=== RECORDS FOR PROCESSING ===

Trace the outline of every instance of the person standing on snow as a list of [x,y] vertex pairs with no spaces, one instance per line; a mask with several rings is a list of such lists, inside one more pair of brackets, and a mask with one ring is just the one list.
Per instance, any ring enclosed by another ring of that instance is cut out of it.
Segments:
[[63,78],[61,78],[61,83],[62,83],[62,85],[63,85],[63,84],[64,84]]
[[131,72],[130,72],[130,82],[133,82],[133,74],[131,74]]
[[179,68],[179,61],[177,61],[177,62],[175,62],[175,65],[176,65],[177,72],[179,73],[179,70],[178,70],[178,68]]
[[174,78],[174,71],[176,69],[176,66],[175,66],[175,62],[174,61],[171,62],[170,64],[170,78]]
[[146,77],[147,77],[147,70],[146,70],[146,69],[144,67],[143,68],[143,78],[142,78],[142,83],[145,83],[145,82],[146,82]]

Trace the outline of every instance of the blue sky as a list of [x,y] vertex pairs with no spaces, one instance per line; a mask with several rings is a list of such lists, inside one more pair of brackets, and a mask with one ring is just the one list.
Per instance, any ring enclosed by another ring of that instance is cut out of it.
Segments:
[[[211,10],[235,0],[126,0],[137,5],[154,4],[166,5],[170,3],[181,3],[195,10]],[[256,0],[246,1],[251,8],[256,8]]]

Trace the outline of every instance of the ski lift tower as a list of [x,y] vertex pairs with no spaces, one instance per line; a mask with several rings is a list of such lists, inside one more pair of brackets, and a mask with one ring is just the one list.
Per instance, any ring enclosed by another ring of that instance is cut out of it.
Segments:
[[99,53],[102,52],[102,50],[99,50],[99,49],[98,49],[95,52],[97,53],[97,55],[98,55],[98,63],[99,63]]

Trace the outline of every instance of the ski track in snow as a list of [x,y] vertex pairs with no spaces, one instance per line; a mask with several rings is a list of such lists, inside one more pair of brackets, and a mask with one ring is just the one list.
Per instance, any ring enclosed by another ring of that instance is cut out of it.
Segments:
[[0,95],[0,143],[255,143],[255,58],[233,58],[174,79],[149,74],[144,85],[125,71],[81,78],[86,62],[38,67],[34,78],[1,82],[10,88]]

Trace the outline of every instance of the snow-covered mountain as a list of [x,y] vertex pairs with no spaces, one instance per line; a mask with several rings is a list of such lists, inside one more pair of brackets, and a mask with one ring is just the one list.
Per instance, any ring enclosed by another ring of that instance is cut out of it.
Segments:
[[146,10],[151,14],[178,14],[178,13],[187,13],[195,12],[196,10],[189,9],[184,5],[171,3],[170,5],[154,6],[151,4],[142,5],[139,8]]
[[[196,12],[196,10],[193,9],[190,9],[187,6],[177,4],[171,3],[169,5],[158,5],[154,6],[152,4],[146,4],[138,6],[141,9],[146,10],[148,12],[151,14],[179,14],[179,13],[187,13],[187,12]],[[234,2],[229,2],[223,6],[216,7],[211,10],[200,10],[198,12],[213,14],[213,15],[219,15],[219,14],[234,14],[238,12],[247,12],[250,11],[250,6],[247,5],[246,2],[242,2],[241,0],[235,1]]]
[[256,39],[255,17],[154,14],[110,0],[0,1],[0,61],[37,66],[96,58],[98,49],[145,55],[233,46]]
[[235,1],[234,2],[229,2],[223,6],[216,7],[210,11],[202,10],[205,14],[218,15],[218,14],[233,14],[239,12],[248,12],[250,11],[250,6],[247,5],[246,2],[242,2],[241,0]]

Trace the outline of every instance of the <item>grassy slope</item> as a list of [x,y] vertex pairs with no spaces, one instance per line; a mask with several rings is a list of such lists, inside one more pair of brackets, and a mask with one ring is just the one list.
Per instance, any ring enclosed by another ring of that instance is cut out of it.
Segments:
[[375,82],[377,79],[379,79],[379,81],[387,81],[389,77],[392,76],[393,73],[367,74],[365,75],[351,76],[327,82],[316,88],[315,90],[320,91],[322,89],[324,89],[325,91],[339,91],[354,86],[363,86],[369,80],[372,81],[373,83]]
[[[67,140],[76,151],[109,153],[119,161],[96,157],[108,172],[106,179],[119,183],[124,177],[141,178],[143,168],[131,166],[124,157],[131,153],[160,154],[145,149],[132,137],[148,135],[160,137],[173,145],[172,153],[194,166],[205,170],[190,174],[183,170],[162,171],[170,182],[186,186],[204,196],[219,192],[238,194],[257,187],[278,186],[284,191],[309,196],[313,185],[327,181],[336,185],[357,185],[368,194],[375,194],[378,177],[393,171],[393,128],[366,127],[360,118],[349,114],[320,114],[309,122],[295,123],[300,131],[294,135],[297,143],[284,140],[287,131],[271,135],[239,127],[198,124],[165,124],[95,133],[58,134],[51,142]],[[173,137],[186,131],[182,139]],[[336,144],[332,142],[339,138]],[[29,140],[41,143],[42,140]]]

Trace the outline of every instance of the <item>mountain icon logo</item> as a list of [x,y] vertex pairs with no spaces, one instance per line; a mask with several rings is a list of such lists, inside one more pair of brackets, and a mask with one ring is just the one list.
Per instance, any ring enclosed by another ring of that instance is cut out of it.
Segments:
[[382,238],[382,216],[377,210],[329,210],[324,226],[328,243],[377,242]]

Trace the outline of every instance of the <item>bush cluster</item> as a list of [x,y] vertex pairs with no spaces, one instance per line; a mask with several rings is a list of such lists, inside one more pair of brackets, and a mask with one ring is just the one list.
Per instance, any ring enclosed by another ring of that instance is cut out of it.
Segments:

===

Please shift every coordinate in the answers by adding 106 to it, and rewrite the data listing from the line containing "Trace the outline of every instance of the <item>mountain" through its last line, inclusive, with the requests kept as they are.

Trace the outline of every instance of the <item>mountain icon logo</item> as a list of [x,y] vertex pairs with no spaces, one instance per line; a mask with several rings is a list of such lists, inside one more pair of brackets, and a mask with one ring is just the one list.
Per instance, any ring enclosed by another ring of that instance is cut out of it.
Segments:
[[488,344],[488,322],[483,316],[435,316],[430,332],[434,349],[483,348]]

Trace the outline of every instance of the <item>bush cluster</item> as a list of [x,y] vertex pairs with no spaces, one instance per line; a mask with several rings is a list of such lists, inside one more pair of brackets, and a mask with one ring is just the one list.
Per instance, any ring enclosed by another ring of that instance is cut out of it.
Segments:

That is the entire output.